PROBLEM STATEMENT: Filter the material, keeping only lines with the word "white".

--- RECORD EXTRACTS Enclosed Below ---

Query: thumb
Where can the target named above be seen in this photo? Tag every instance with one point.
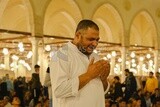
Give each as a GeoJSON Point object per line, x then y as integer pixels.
{"type": "Point", "coordinates": [92, 61]}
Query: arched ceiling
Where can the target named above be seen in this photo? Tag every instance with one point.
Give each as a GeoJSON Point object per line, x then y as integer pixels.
{"type": "Point", "coordinates": [111, 26]}
{"type": "Point", "coordinates": [143, 30]}
{"type": "Point", "coordinates": [61, 18]}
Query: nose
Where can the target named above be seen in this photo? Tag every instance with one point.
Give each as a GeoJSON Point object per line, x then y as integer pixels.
{"type": "Point", "coordinates": [95, 43]}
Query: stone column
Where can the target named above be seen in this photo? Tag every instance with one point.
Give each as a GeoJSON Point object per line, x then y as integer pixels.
{"type": "Point", "coordinates": [6, 61]}
{"type": "Point", "coordinates": [34, 41]}
{"type": "Point", "coordinates": [155, 60]}
{"type": "Point", "coordinates": [112, 65]}
{"type": "Point", "coordinates": [123, 64]}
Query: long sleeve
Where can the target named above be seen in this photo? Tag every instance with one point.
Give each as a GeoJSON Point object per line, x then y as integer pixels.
{"type": "Point", "coordinates": [65, 84]}
{"type": "Point", "coordinates": [47, 81]}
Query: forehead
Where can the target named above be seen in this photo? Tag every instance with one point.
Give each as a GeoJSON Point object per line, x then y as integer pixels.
{"type": "Point", "coordinates": [91, 32]}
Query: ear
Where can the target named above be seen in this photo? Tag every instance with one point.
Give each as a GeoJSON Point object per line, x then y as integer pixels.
{"type": "Point", "coordinates": [78, 35]}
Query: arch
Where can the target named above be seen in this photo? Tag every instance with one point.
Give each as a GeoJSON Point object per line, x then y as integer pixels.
{"type": "Point", "coordinates": [69, 14]}
{"type": "Point", "coordinates": [18, 10]}
{"type": "Point", "coordinates": [112, 20]}
{"type": "Point", "coordinates": [143, 29]}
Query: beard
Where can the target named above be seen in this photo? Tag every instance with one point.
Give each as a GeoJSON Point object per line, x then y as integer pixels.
{"type": "Point", "coordinates": [83, 49]}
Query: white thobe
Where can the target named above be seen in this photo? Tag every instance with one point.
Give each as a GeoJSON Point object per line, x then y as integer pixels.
{"type": "Point", "coordinates": [66, 66]}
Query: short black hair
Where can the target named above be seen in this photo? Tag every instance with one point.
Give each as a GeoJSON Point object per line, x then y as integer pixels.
{"type": "Point", "coordinates": [36, 66]}
{"type": "Point", "coordinates": [84, 24]}
{"type": "Point", "coordinates": [117, 78]}
{"type": "Point", "coordinates": [126, 70]}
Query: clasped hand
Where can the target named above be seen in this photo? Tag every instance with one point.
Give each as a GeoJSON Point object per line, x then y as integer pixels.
{"type": "Point", "coordinates": [100, 69]}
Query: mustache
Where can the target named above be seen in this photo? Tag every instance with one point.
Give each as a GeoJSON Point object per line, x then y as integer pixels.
{"type": "Point", "coordinates": [83, 49]}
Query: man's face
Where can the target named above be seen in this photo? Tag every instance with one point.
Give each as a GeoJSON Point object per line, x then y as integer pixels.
{"type": "Point", "coordinates": [88, 40]}
{"type": "Point", "coordinates": [37, 70]}
{"type": "Point", "coordinates": [150, 75]}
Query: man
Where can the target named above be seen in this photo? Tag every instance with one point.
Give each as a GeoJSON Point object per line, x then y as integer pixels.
{"type": "Point", "coordinates": [151, 83]}
{"type": "Point", "coordinates": [47, 83]}
{"type": "Point", "coordinates": [118, 93]}
{"type": "Point", "coordinates": [158, 78]}
{"type": "Point", "coordinates": [130, 84]}
{"type": "Point", "coordinates": [36, 84]}
{"type": "Point", "coordinates": [78, 77]}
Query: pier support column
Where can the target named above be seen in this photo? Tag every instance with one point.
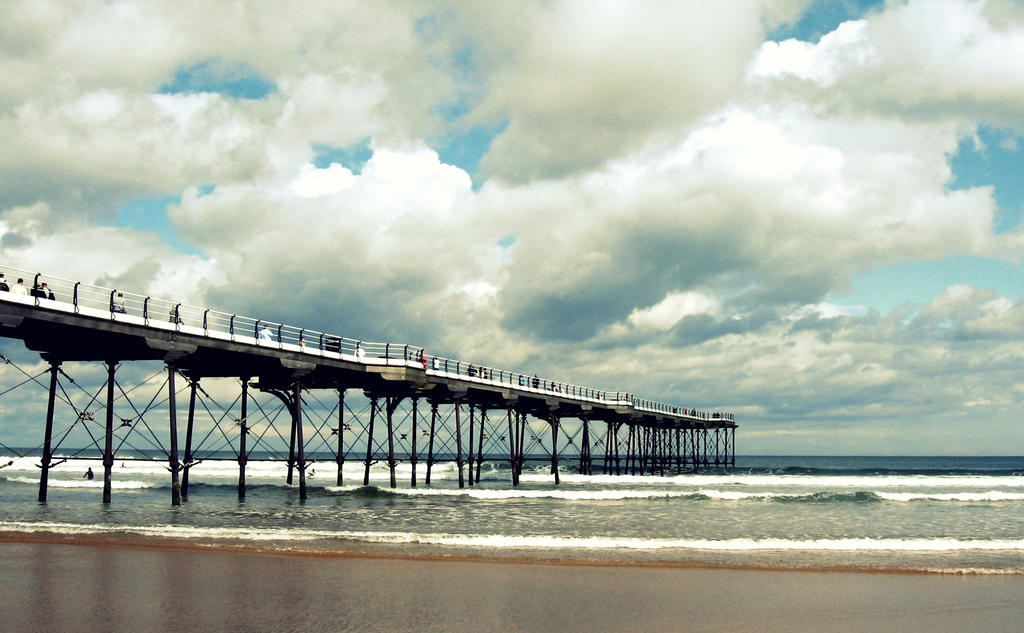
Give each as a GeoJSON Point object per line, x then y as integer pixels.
{"type": "Point", "coordinates": [243, 434]}
{"type": "Point", "coordinates": [520, 445]}
{"type": "Point", "coordinates": [554, 448]}
{"type": "Point", "coordinates": [391, 404]}
{"type": "Point", "coordinates": [340, 457]}
{"type": "Point", "coordinates": [173, 431]}
{"type": "Point", "coordinates": [512, 449]}
{"type": "Point", "coordinates": [458, 444]}
{"type": "Point", "coordinates": [472, 424]}
{"type": "Point", "coordinates": [299, 442]}
{"type": "Point", "coordinates": [412, 457]}
{"type": "Point", "coordinates": [733, 432]}
{"type": "Point", "coordinates": [370, 441]}
{"type": "Point", "coordinates": [193, 386]}
{"type": "Point", "coordinates": [585, 449]}
{"type": "Point", "coordinates": [479, 447]}
{"type": "Point", "coordinates": [430, 441]}
{"type": "Point", "coordinates": [44, 475]}
{"type": "Point", "coordinates": [291, 446]}
{"type": "Point", "coordinates": [109, 435]}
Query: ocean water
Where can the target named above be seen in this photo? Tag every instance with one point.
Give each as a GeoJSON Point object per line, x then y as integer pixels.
{"type": "Point", "coordinates": [941, 514]}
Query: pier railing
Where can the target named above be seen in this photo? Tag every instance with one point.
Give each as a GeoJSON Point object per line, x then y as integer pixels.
{"type": "Point", "coordinates": [124, 306]}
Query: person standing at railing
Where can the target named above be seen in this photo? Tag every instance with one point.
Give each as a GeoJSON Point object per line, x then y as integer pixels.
{"type": "Point", "coordinates": [118, 305]}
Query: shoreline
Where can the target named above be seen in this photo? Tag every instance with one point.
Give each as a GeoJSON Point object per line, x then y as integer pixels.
{"type": "Point", "coordinates": [113, 585]}
{"type": "Point", "coordinates": [430, 553]}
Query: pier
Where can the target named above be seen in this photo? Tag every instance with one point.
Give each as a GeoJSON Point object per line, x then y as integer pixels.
{"type": "Point", "coordinates": [465, 413]}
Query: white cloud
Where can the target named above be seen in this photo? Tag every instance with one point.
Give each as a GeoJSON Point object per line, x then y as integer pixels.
{"type": "Point", "coordinates": [674, 308]}
{"type": "Point", "coordinates": [682, 195]}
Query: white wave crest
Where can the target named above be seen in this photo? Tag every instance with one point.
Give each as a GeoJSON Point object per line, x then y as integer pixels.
{"type": "Point", "coordinates": [531, 542]}
{"type": "Point", "coordinates": [965, 497]}
{"type": "Point", "coordinates": [97, 482]}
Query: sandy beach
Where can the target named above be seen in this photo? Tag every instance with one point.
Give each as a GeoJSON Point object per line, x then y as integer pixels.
{"type": "Point", "coordinates": [120, 586]}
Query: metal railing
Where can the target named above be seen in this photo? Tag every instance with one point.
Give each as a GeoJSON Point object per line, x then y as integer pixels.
{"type": "Point", "coordinates": [126, 306]}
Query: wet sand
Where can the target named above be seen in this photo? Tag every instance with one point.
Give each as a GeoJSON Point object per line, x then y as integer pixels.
{"type": "Point", "coordinates": [80, 585]}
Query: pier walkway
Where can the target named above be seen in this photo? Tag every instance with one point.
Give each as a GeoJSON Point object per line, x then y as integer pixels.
{"type": "Point", "coordinates": [68, 321]}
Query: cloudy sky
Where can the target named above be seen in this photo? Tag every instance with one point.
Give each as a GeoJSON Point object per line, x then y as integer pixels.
{"type": "Point", "coordinates": [808, 213]}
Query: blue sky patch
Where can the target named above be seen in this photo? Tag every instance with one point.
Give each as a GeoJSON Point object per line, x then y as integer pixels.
{"type": "Point", "coordinates": [464, 149]}
{"type": "Point", "coordinates": [995, 163]}
{"type": "Point", "coordinates": [352, 157]}
{"type": "Point", "coordinates": [150, 215]}
{"type": "Point", "coordinates": [919, 282]}
{"type": "Point", "coordinates": [238, 80]}
{"type": "Point", "coordinates": [822, 17]}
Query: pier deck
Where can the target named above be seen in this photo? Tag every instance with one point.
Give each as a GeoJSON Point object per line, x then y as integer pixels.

--- End of Enclosed RECORD EXTRACTS ---

WORKED SOLUTION:
Query: white thobe
Query: white cloud
Query: white wave crest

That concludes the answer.